## Document segment
By Wang Qingcan (Li Fan) and Zhang Kai
With years of experience in supporting Kubernetes products and customers, the Alibaba Cloud Container Service for Kubernetes Team has significantly optimized and extended Kube-scheduler to stably and efficiently schedule various complex workloads in different scenarios. This series of articles entitled, “The Burgeoning Kubernetes Scheduling System” provides a comprehensive summary of our experiences, technical thinking, and specific implementation methods to Kubernetes users and developers. We hope that articles can help you better understand the powerful capabilities and future trends of the Kubernetes scheduling system.
First, let's take a look at the definitions of coscheduling and gang scheduling. According to Wikipedia, coscheduling is the scheduling related processes to run on different processors at the same time in concurrent systems. In coscheduling scenarios, the main principle is to ensure that all related processes can be started at the same time. This prevents exceptions in some processes from blocking the entire process group. An abnormal process that blocks a group is called a fragment.
During implementation, coscheduling can be classified into explicit coscheduling, local coscheduling, and implicit coscheduling based on whether fragments are allowed. Among them, explicit coscheduling is known as gang scheduling. Gang scheduling allows no fragments, which means "all or nothing."
By mapping the preceding concepts to Kubernetes, you can understand why the Kubernetes scheduling system supports coscheduling for batch jobs. A batch job (equivalent to a related process group) contains N pods (equivalent to processes.) The Kubernetes scheduler schedules these N pods to run simultaneously on M nodes (equivalent to processors.) Assume this batch job can run as long as a certain number of pods are started simultaneously. We define the minimum number of pods that we need to start simultaneously as min-available. When min-available is equal to N, the batch job must meet the gang scheduling requirements.
Kubernetes is widely used in online service orchestration. To improve the utilization and operating efficiency of clusters, we hope to use Kubernetes as a unified management platform to manage online services and offline jobs. The default scheduler schedules pods serially without considering the relationship between pods. However, many offline jobs that involve data computing require combined scheduling. Combined scheduling means that all tasks must be created before the overall job can run properly. If some tasks are started but other tasks are not, the started tasks wait for the scheduler to schedule the remaining tasks. This is a gang scheduling scenario.
As shown in the following figure, JobA can only run properly when four pods are started at the same time. Kube-scheduler sequentially schedules and creates three pods. However, cluster resources are insufficient for Kube-scheduler to schedule the fourth pod. As a result, the first three pods for JobA remain in the pending state and continue to occupy resources. If the fourth pod cannot be started in time, the entire JobA cannot be run, and worse still, the occupied cluster resources are wasted.
In a worse case, as shown in the following figure, other cluster resources are occupied by the first three pods of JobB and Kube-scheduler is also waiting to create the fourth pod for JobB. As a result, a deadlock occurs, rendering the entire cluster inoperable.
To overcome the preceding pain points, the community provides the Kube-batch project and the Volcano project derived from the Kube-batch project. Specifically, the community developed a new scheduler to schedule PodGroups instead of pods during scheduling. In other words, the scheduler schedules pods by group. In these projects, the new scheduler schedules pods that require the coscheduling feature, and Kube-scheduler schedules other pods, such as those that run online services.

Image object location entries
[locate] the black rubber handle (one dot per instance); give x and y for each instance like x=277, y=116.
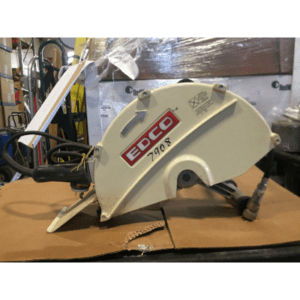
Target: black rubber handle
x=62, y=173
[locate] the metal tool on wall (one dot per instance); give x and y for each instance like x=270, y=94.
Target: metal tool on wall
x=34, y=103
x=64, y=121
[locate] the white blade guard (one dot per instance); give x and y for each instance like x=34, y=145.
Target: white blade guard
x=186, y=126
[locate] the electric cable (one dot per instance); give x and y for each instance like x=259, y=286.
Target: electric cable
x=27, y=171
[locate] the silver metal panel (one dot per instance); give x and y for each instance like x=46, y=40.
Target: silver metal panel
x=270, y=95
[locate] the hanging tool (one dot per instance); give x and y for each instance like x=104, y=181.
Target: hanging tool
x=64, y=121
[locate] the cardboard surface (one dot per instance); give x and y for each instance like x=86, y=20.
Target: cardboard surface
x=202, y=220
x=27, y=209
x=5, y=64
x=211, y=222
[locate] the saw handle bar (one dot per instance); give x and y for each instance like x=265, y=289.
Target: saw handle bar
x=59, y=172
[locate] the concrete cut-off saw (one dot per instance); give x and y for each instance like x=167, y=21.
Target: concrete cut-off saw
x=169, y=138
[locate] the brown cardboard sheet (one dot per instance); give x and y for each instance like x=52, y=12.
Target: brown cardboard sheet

## Exercise instructions
- A) Echo the coscheduling article word for word, everything from "By mapping the" down to "gang scheduling requirements.".
- B) Condense the paragraph of the coscheduling article that begins "Kubernetes is widely used in online service orchestration" into a short bulleted list that keeps its main facts.
The rows are separate material from the coscheduling article.

## Expected answers
- A)
By mapping the preceding concepts to Kubernetes, you can understand why the Kubernetes scheduling system supports coscheduling for batch jobs. A batch job (equivalent to a related process group) contains N pods (equivalent to processes.) The Kubernetes scheduler schedules these N pods to run simultaneously on M nodes (equivalent to processors.) Assume this batch job can run as long as a certain number of pods are started simultaneously. We define the minimum number of pods that we need to start simultaneously as min-available. When min-available is equal to N, the batch job must meet the gang scheduling requirements.

- B)
- Kubernetes is widely used for online service orchestration, and the goal is to also use it as one platform for online services and offline jobs to improve cluster utilization and efficiency.
- The default scheduler schedules pods serially and ignores the relationships between them.
- Many offline data-computing jobs need combined scheduling, where all tasks must be created before the job can run properly.
- If only some tasks start, they wait for the scheduler to schedule the rest, which is a gang scheduling scenario.